*** Opening of Material to process ***

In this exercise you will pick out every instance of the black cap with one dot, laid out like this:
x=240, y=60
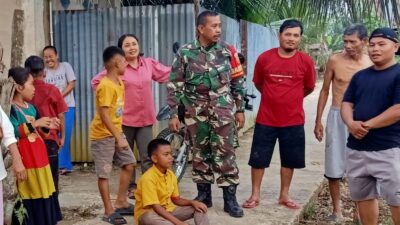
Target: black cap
x=385, y=32
x=34, y=64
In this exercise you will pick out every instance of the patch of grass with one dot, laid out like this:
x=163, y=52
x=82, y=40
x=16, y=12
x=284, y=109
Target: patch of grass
x=309, y=209
x=387, y=221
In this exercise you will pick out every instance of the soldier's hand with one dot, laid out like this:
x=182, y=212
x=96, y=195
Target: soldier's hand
x=239, y=117
x=174, y=124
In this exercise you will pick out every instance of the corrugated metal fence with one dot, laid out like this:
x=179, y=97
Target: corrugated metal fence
x=81, y=36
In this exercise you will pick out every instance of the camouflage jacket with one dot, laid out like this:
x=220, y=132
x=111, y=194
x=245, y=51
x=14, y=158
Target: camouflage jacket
x=203, y=76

*** Close of Material to process ***

# What to do:
Print exactly the line containing "x=240, y=60" and every line after it through the final line above, and leave all pictures out.

# Reply:
x=240, y=60
Target: black cap
x=385, y=32
x=34, y=64
In this exercise you will pick out every instance of the patch of grass with one dot, laid out like this:
x=163, y=52
x=82, y=40
x=16, y=12
x=284, y=109
Target: patch of grass
x=309, y=209
x=387, y=221
In this exercise you will pick out every instance of the soldier's hand with one dot, laid out like this:
x=182, y=212
x=96, y=195
Target: soldier's hand
x=239, y=117
x=174, y=124
In this exercise you will pick out every instance of the corrugated metal fence with one dot, laid out like this:
x=179, y=97
Target: corrugated metal fence
x=81, y=36
In this exercise you will pick out every instance of the camouflage jacket with one dot, laid out like this:
x=220, y=132
x=111, y=194
x=245, y=51
x=14, y=158
Target: camouflage jacket
x=203, y=76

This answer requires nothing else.